§ Texto proporcionado:

Yo creo que está por estudiar la tipología de las relaciones humanas en su detalle efectivo. Además, habría que distinguir, claro está, entre las edades. Es evidente que las edades tienen una importancia muy grande. Ustedes piensen, por ejemplo, la amistad entre niños, que evidentemente no es demasiado intensa. Cuando la gente dice: «¡Uy, somos amigos de la infancia! ¡Amigos íntimos!», no: porque el niño no tiene intimidad. Los amigos de infancia no son íntimos; son triviales: son de juegos, compañeros de juegos, no mucho más.
La intimidad aparece en la adolescencia. Los amigos íntimos se originan con gran frecuencia en la adolescencia, en la primera juventud. Eso sí. Y son los más frecuentes y más duraderos. Puede haber amigos íntimos a cualquier edad: no hay límite; se puede tener amigos íntimos hasta la vejez y se pueden adquirir amistades íntimas hasta la vejez. Pero las más frecuentes son las de adolescencia y primera juventud.
Y naturalmente no es lo mismo tampoco: la edad no significa lo mismo para el hombre y para la mujer; incluso hay razones fisiológicas que hacen que haya diferencias que en el hombre no se dan. Pero, en todo caso, biográficamente es muy diferente.
Comprenden ustedes que, si se quiere entender la vida humana, hay que acercarse a ella y a su detalle. Es frecuente que, cuando se produce esta especie de reivindicación de la mujer —de su independencia, de sus dotes, de sus capacidades, de sus derechos—, se produzca en el hombre, sobre todo si no está muy seguro de sí mismo, una actitud, en cierto modo, de temor.
Piensen ustedes que quizá, por primera vez en la historia, es bastante frecuente que el hombre tenga temor a la mujer. No temor a lo que el hombre ha tenido siempre —temor al enamorarse—: eso es gravísimo. El hombre siempre ha tenido un cierto temor —una ilusión, un arrobamiento, pero un temor también— a enamorarse, a quedar prendido, prendido y prendado. Ahora eso quizá es menos frecuente, menos frecuente, porque se ha producido una enorme simplificación de las relaciones. En cambio hay un cierto temor: temor a qué; temor a que la mujer tenga poder, o tenga independencia económica, o tenga capacidades que pueden ser superiores a las del hombre, que se siente en falta.
Hay un fenómeno que es cómico —es un poco ridículo—: al hombre vulgar español, por lo menos (no sé si a los demás; probablemente también), le producía una gran felicidad que su mujer le preguntara si una palabra se escribía con b o con v. Esto le daba conciencia de superioridad y lo tranquilizaba. Resulta que la mujer, frecuentemente ahora, sabe perfectamente si se escribe una palabra con b o con v, con g o con j; y el que tal vez no lo sabe es el hombre, porque además lee menos, probablemente. Y esto produce un malestar.
Claro: el hombre, cuando la mujer le hacía una pregunta bastante elemental, se sentía seguro; se sentía confirmado en una superioridad que probablemente no existía; pero podía existir, se podía suponer. Y esto ha producido una alteración de las relaciones que es prosaica.

§ Tarea planteada 1:
En las filas entre la línea que contiene "Looking at this drawing, which region contains the cloud?" y el final de las filas, ambas incluidas, desplaza en 63 cada coordenada de las respuestas. Vuelve a escribir esas líneas completas, dejando todo lo demás igual, incluidos los ejemplos de formato.

Entradas de anotación de coordenadas
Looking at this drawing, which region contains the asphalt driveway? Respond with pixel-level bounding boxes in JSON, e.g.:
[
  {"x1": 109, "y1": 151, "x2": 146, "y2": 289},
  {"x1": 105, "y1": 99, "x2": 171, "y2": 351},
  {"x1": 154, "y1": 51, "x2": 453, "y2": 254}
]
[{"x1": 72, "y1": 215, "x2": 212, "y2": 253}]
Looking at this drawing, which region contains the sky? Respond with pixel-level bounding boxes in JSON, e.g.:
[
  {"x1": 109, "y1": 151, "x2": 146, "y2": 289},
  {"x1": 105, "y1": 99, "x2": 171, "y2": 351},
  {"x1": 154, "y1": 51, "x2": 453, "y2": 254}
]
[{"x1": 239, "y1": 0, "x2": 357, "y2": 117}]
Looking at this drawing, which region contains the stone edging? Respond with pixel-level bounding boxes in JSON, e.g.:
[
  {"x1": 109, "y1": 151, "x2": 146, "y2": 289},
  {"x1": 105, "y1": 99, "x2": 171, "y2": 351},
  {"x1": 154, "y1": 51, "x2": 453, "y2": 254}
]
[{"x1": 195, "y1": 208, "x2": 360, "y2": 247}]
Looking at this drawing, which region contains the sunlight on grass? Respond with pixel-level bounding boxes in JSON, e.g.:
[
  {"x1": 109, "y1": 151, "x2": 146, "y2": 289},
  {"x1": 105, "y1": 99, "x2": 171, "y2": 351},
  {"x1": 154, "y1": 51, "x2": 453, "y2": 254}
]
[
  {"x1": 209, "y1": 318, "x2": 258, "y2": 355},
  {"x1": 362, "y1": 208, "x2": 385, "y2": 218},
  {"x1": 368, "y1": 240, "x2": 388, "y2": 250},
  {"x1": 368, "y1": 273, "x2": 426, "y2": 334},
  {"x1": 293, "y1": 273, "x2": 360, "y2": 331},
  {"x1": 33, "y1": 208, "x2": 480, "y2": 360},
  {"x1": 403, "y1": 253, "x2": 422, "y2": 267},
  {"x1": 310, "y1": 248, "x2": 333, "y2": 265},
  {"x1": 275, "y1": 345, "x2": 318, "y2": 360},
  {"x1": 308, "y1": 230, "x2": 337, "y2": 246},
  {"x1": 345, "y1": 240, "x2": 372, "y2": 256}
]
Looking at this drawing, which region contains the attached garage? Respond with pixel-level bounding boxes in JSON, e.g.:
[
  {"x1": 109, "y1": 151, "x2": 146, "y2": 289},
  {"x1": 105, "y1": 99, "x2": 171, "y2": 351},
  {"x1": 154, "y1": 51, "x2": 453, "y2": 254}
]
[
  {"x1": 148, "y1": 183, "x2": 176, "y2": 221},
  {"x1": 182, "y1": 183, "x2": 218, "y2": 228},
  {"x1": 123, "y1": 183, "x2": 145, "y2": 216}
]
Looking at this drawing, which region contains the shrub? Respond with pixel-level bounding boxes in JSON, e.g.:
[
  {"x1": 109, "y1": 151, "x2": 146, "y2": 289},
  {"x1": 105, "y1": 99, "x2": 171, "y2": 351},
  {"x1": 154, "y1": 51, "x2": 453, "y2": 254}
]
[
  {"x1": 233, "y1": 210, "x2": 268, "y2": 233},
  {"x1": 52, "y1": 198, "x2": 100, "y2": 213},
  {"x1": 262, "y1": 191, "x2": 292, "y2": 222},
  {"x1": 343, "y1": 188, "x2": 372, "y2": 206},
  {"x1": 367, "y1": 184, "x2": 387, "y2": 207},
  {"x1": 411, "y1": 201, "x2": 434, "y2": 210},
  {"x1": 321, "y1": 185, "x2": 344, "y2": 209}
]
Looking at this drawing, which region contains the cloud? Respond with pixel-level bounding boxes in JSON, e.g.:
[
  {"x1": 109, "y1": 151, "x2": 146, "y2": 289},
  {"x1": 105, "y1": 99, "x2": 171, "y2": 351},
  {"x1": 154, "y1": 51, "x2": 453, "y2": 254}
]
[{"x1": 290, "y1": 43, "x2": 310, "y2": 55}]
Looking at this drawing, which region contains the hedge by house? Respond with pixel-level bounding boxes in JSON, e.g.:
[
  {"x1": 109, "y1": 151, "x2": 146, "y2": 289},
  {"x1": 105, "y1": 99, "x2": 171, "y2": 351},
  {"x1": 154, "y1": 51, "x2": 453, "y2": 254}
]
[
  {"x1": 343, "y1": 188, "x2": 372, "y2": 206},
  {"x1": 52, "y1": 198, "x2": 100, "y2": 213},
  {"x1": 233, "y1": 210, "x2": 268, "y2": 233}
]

§ Tarea planteada 2:
Transcribe sin cambios el fragmento del texto sobre las relaciones humanas que va desde "Comprenden ustedes que, si" hasta "modo, de temor.", ambos incluidos.

§ Respuesta esperada 1:
Looking at this drawing, which region contains the cloud? Respond with pixel-level bounding boxes in JSON, e.g.:
[
  {"x1": 109, "y1": 151, "x2": 146, "y2": 289},
  {"x1": 105, "y1": 99, "x2": 171, "y2": 351},
  {"x1": 154, "y1": 51, "x2": 453, "y2": 254}
]
[{"x1": 353, "y1": 106, "x2": 373, "y2": 118}]
Looking at this drawing, which region contains the hedge by house? Respond with pixel-level bounding boxes in JSON, e.g.:
[
  {"x1": 109, "y1": 151, "x2": 146, "y2": 289},
  {"x1": 105, "y1": 99, "x2": 171, "y2": 351},
  {"x1": 154, "y1": 51, "x2": 453, "y2": 254}
]
[
  {"x1": 406, "y1": 251, "x2": 435, "y2": 269},
  {"x1": 115, "y1": 261, "x2": 163, "y2": 276},
  {"x1": 296, "y1": 273, "x2": 331, "y2": 296}
]

§ Respuesta esperada 2:
Comprenden ustedes que, si se quiere entender la vida humana, hay que acercarse a ella y a su detalle. Es frecuente que, cuando se produce esta especie de reivindicación de la mujer —de su independencia, de sus dotes, de sus capacidades, de sus derechos—, se produzca en el hombre, sobre todo si no está muy seguro de sí mismo, una actitud, en cierto modo, de temor.